Extend the list of Cage film performances below, starting with the entry for the last title it names.

● Quoted passage:
■ ■ ■ ■ ■ ■ ■
Matchstick Men (2004)
Cage plays a con man doing battle with some combination of OCD and Tourette Syndrome in this twist-filled Ridley Scott film. Cage skillfully plays his character’s tics and uncontrollable instincts, but it’s the humanity beneath that behavior that makes the performance so effective.
The Weather Man (2005)
Like Matchstick Men, this Gore Verbinski-directed dark comedy struggled at the box office, arriving at a moment when Cage often had trouble breaking away from expectations set by his years as a big action star. Here he plays a struggling Chicago weatherman who becomes a well-paid local celebrity while watching his ambitions and personal happiness float away. It’s a dialed-back performance that captures the melancholy beneath the surface of many Cage roles.
Bad Lieutenant: Port of Call New Orleans (2009)
■ ■ ■ ■ ■ ■ ■
● Dataset content:

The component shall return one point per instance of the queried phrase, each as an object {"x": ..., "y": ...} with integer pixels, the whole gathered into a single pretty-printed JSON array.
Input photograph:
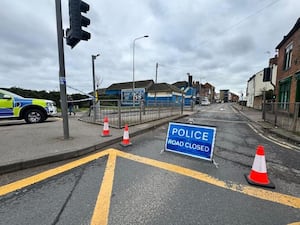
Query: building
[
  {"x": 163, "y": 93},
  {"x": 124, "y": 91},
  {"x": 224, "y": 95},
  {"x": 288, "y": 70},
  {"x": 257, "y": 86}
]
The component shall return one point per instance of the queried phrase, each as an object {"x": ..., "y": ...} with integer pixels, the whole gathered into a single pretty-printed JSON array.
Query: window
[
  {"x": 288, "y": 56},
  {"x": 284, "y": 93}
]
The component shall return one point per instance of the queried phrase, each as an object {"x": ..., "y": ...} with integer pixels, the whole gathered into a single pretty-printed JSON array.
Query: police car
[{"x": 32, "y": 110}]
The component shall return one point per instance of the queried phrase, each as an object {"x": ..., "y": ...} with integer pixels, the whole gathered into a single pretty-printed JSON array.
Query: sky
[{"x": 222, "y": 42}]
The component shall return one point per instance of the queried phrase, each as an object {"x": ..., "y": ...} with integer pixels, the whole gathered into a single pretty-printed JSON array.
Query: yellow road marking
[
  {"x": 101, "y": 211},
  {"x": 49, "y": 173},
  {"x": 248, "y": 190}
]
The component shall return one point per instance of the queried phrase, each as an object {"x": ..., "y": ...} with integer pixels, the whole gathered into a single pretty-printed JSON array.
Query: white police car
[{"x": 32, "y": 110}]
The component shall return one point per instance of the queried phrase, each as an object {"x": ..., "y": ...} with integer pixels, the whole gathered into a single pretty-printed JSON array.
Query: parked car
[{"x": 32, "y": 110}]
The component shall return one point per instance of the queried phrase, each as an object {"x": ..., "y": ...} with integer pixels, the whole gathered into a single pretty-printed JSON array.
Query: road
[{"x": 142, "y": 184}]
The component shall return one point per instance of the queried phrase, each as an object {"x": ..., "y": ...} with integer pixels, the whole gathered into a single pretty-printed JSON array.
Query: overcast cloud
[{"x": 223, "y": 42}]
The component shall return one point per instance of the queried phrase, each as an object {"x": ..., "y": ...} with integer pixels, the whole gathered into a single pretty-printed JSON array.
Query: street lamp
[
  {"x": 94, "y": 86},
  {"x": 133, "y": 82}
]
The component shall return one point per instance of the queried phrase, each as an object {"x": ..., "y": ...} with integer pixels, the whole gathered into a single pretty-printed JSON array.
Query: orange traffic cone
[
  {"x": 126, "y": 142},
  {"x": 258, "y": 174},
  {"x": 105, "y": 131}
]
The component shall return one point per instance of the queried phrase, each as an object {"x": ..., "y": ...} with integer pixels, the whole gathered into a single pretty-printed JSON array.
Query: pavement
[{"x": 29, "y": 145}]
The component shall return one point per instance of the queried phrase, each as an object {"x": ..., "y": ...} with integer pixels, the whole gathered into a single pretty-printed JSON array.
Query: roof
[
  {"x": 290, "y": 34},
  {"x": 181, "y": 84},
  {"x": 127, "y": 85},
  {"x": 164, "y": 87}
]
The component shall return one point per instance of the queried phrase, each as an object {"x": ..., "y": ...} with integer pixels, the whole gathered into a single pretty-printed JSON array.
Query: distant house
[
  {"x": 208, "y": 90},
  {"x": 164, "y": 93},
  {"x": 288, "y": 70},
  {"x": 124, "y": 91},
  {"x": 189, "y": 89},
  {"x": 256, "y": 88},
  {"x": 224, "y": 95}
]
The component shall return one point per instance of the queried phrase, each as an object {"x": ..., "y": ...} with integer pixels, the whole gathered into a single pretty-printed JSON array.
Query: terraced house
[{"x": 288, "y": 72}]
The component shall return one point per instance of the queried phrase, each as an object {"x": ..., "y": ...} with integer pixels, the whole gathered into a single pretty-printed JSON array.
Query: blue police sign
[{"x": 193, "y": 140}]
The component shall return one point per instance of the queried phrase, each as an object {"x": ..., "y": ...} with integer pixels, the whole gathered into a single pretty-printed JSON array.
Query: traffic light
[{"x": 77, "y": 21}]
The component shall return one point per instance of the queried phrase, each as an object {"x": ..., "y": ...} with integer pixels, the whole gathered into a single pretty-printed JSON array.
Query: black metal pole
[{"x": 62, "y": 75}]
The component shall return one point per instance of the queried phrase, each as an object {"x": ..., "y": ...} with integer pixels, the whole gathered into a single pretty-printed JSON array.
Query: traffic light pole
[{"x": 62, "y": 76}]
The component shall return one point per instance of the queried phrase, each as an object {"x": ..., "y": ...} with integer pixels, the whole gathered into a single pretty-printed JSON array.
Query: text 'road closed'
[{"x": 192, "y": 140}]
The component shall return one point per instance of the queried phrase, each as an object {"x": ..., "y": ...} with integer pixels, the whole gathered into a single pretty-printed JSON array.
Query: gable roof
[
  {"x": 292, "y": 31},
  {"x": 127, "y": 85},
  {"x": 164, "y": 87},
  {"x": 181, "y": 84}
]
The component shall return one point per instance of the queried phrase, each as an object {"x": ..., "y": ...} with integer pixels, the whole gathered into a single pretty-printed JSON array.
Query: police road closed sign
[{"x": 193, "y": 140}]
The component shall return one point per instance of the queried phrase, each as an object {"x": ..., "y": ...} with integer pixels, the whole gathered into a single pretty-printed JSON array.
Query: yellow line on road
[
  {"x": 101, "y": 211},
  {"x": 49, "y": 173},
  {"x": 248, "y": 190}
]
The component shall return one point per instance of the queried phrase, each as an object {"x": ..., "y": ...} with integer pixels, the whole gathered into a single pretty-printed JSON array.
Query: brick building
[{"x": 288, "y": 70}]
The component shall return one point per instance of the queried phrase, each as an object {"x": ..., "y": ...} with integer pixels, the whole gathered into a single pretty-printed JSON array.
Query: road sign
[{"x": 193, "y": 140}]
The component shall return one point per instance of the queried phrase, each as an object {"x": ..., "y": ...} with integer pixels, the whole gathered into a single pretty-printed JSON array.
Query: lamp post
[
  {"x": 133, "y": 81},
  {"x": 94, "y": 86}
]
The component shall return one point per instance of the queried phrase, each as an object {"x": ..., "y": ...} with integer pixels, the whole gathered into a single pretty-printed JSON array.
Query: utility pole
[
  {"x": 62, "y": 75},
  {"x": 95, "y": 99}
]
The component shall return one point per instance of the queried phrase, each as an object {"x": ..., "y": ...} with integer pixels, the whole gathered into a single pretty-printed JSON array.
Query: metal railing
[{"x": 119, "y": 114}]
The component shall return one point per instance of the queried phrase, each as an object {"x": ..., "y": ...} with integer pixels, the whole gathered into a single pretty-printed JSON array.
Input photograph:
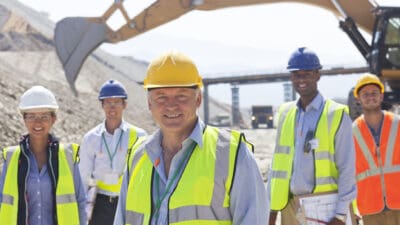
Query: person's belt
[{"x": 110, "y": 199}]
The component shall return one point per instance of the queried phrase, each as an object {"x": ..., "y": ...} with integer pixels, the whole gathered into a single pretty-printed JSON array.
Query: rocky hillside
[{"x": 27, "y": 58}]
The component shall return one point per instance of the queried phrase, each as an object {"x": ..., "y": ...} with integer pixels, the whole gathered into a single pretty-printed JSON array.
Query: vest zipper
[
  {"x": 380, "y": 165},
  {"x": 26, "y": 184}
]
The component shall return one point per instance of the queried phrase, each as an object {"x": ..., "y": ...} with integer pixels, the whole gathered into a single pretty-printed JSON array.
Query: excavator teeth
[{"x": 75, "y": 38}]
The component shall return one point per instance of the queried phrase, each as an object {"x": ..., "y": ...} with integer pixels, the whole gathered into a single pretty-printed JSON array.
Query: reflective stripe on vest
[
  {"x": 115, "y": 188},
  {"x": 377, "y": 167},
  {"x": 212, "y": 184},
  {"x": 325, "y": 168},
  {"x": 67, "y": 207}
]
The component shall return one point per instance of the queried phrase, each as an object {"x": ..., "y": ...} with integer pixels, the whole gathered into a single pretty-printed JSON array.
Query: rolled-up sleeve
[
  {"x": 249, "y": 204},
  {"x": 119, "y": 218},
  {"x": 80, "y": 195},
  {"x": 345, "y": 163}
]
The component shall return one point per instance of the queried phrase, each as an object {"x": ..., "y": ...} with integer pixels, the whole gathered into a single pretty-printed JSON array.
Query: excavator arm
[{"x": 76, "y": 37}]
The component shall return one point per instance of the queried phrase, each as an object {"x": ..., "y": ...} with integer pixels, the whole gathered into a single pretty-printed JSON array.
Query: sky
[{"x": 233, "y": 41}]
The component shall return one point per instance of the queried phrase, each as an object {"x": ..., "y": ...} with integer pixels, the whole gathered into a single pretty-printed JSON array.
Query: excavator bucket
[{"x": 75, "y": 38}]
■ ■ ■ ■ ■ ■ ■
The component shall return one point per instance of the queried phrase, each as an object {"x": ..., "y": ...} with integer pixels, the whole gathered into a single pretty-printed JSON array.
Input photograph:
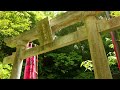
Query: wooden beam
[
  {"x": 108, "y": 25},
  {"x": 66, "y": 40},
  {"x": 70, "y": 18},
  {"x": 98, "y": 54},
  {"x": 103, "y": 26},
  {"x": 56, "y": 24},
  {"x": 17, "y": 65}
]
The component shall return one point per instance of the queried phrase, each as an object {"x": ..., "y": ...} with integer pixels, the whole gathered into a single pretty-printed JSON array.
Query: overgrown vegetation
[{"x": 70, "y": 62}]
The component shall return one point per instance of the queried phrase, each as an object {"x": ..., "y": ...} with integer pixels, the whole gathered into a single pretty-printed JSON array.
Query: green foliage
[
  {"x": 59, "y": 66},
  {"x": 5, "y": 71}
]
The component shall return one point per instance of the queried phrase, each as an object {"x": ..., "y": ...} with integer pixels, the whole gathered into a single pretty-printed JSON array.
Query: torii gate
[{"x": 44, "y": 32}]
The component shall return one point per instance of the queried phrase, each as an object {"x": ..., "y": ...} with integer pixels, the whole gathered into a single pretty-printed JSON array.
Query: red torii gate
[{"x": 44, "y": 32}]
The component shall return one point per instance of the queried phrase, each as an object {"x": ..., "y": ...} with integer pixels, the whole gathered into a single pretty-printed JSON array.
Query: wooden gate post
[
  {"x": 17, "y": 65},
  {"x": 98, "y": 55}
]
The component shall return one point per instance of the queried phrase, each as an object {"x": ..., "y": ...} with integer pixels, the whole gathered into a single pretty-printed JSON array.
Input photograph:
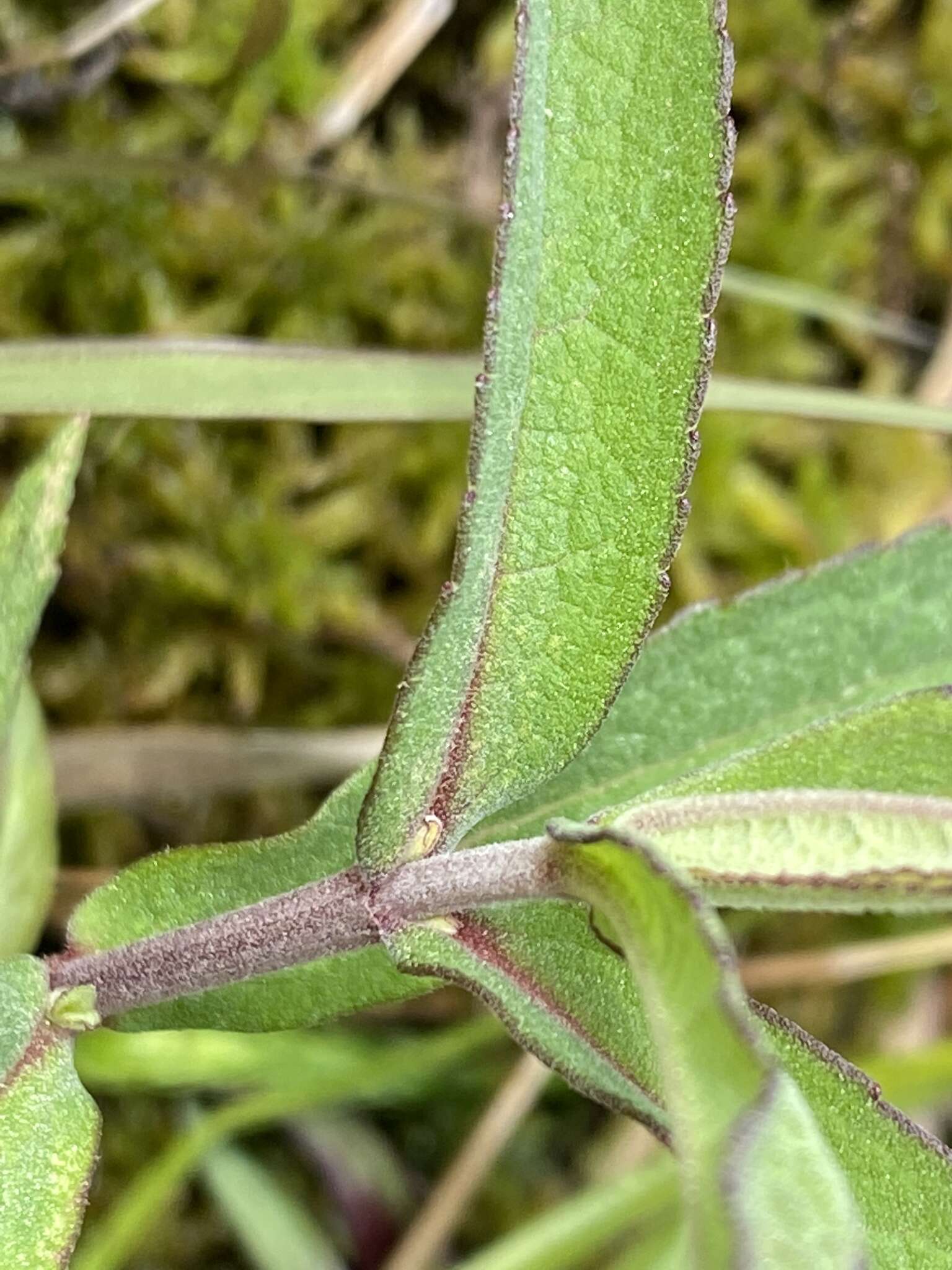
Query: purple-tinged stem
■ ■ ■ ■ ■ ■ ■
● Exercise output:
Preceded by a trailer featuring a string of over-the-top moments, Werner Herzog’s in-name-only follow-up to the 1992 film Bad Lieutenant played to puzzled audiences who might have expected nothing but two-hours of Cage madness. It has plenty of that, but they’re all in service of a morality tale in which Cage’s corrupt cop makes a long, hard climb toward redemption.
Joe (2013)
As in Birdy and Pig, Cage proves here that he can be just as memorable when he stays restrained. In this David Gordon Green film he plays a gruff Texas man trying to put his wild days behind him, a task that proves difficult after he takes in a kid (Tye Sheridan) threatened by an abusive father (Gary Poulter).
Mom and Dad (2017)
Brian Taylor, half of the team behind the Crank films and Cage’s Ghost Rider: Spirit of Vengeance, writes and directs this wild horror comedy in which parents become overwhelmed by the urge to kill their children. The film doesn’t shy away from violence and mayhem, but Cage and co-star Selma Blair’s performances keep it grounded in the real, difficult emotions that come with midlife crises and ambiguous feelings about parenthood. There’s a mid-film flashback in which Cage’s character reminisces about his days as a hotshot surrounded by fast cars and eager women that’s one of the most effective moments in Cage’s career.